*QUOTED PASSAGE*.
IV. CA SBLC Requirements

    CA SBLCs must comply with SBA's requirements for SBA Lenders, SBA 
Supervised Lenders, and the additional requirements presented in 13 CFR 
part

[[Page 65176]]

120, subpart D, Sec. Sec.  120.470 through 120.490 specifically for CA 
SBLCs.
    CA SBLCs are subject to the requirements in SOP 50 56 1, Lender 
Participation Requirements, Section A, 7(a) Lender Participation 
Requirements, Chapters 1 and 2, and once approved, must fulfill 
requirements for SBLCs stated above and the following conditions:
    1. The CA SBLC must be a nonprofit lending institution.
    2. The CA SBLC must maintain the appropriate bond coverage levels 
for CA SBLCs, as determined by the SBA Administrator, published in Loan 
Program Requirements.
    3. The CA SBLC must maintain a minimum amount of capital as 
determined at the discretion of the Administrator.
    4. The CA SBLC shall maintain a loan loss reserve of 5 percent of 
the outstanding amount of the unguaranteed portion of the loan 
portfolio of the CA SBLC under the program for the first five years in 
the program and shall maintain a loan loss reserve equal to the average 
repurchase rate of the CA SBLC over the preceding 36-month period 
thereafter.

V. SBLC Application

    The entity applying for a new SBLC license must submit an executed 
electronic scanned copy (in pdf format) to [email protected] addressing 
each of the elements set forth below (``SBLC Application''). The SBLC 
application must be complete and organized in tabular format, and the 
information submitted must be sufficient to enable SBA to evaluate its 
application against the evaluation criteria. The application must 
include:
    1. The Legal name, address, telephone, and email address of the 
proposed SBLC.

*DATASET CONTENT*.
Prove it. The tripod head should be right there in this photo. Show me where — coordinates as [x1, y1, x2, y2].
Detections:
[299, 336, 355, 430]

*WHAT NEEDS TO BE DONE*. Continue the SBLC licensing text from the point where it stops.

*RESPONSE BELOW*.
    2. Identification of the form of organization of the proposed SBLC 
along with file-stamped copies of the concern's certificate of 
incorporation, certificate of formation or certificate of limited 
partnership (as applicable), and a copy of the concern's corporate 
bylaws, limited liability company operating agreement, or limited 
partnership agreement (as applicable).
    3. Identification of the proposed SBLC's capitalization including 
the form of ownership, the identification of all classes of equity 
capital and proposed funding amounts, rights and preferences accorded 
to each class of stock or members interest (including voting rights, 
redemption rights, and rights of convertibility) and conditions for 
transfer, sale, or assignment of these interests.
    4. The proposed SBLC's geographic area of operation.
    5. Identification of all officers, directors, managing partners, 
managing members, Key Employee(s) of the proposed SBLC, which includes 
senior managers, members of loan committees, and individuals who have a 
meaningful participation in the direction of the operations, policies, 
or financial decisions of the proposed SBLC, and all other individuals 
or entities that propose to hold an equity interest of at least ten 
percent of the economic interest in any class of stock or ownership 
interest in the proposed SBLC (such identification should include a 
discussion of any prior SBA experience).
    a. An organization chart showing the relationship of the proposed 
SBLC with all related Associates (see 13 CFR 120.10, Definitions) and 
affiliates within the organization.
    b. All individuals or entities identified in this paragraph must 
submit an executed SBA Form 1081 and either a Form FD-258 (fingerprint 
card) or Electronic Fingerprint Submission. SBA Form 1081 and the Form 
FD-258 or Electronic Fingerprint Submission must be signed and dated 
within 90 days of submission to SBA.
    6. Proof of fidelity insurance coverage as detailed in 13 CFR 
120.470(e).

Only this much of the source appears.